#### Consegna:
Riporta parola per parola, dal brano sulla realtà virtuale e il cervello dei topi, tutto ciò che va da "Negli ultimi lavori" giù fino a "produrre le percezioni.".

Così la realtà virtuale svela i segreti del cervello dei topi
Un esperimento condotto dal neuroscienziato Aman Saleem indaga i meccanismi con cui i neuroni dei topi reagiscono agli stimoli esterni. Usando la realtà virtuale
Usare la realtà virtuale come strumento di laboratorio per indagare cosa accade nel cervello dei topi. E in particolare come i neuroni reagiscono agli stimoli esterni. A provarci – e riuscirci – è stato un neuroscienziato inglese, Aman Saleem, che con la sua équipe studia da tempo i meccanismi che regolano l’elaborazione delle informazioni visive da parte del cervello e la loro trasformazione in vere e proprie mappe spaziali. Gli studi di Saleem prendono le mosse dai risultati di John O’ Keefe, May-Britt Moser ed Edvard Moser, Nobel per la Medicina 2014 per le loro scoperte sulle cellule che costituiscono il sistema attraverso cui il cervello costruisce una mappa dello spazio che ci circonda.
Negli ultimi lavori di Saleem – tutti pubblicati su riviste di alto impatto e recentemente raccontati in uno speciale su Nature -, lo scienziato ha simulato, usando per l’appunto la realtà virtuale (in particolare degli schermi di proiezione a cupola), diversi scenari in cui dei topi di laboratorio erano lasciati liberi di correre. Osservando il comportamento dei roditori, e misurandone l’attività cerebrale, Saleem e i suoi si sono resi conto che i neuroni degli animali reagiscono in modo diverso a stimoli analoghi: in altre parole, la rappresentazione neurale di due scene identiche differisce a seconda di dove la si percepisce ed è influenzata dalle esperienze passate e dalla memoria. Secondo questo modello, queste rappresentazioni viaggerebbero poi verso le cosiddette “aree di associazione”, dove si combinerebbero con i ricordi e le aspettative per produrre le percezioni.

#### Dati da esaminare:
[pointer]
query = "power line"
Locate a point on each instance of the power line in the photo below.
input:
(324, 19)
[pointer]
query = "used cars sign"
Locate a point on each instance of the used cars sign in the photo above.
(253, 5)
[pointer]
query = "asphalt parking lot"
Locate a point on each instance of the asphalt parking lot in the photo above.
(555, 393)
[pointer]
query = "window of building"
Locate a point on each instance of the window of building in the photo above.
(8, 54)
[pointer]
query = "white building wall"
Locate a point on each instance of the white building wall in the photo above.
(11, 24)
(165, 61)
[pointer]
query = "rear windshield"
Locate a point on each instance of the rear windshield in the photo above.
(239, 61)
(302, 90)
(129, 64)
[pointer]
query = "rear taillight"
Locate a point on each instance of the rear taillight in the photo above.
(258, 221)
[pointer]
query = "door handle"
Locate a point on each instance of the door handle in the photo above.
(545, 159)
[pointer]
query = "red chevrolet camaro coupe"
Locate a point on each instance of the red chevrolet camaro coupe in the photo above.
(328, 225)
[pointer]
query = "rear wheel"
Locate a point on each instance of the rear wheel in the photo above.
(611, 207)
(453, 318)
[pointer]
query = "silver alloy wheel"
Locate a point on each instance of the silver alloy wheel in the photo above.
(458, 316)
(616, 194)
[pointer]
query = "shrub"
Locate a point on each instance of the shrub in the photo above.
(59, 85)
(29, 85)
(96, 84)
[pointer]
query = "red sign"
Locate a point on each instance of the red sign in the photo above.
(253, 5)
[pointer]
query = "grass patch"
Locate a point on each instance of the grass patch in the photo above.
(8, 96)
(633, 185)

#### Risposta scritta:
Negli ultimi lavori di Saleem – tutti pubblicati su riviste di alto impatto e recentemente raccontati in uno speciale su Nature -, lo scienziato ha simulato, usando per l’appunto la realtà virtuale (in particolare degli schermi di proiezione a cupola), diversi scenari in cui dei topi di laboratorio erano lasciati liberi di correre. Osservando il comportamento dei roditori, e misurandone l’attività cerebrale, Saleem e i suoi si sono resi conto che i neuroni degli animali reagiscono in modo diverso a stimoli analoghi: in altre parole, la rappresentazione neurale di due scene identiche differisce a seconda di dove la si percepisce ed è influenzata dalle esperienze passate e dalla memoria. Secondo questo modello, queste rappresentazioni viaggerebbero poi verso le cosiddette “aree di associazione”, dove si combinerebbero con i ricordi e le aspettative per produrre le percezioni.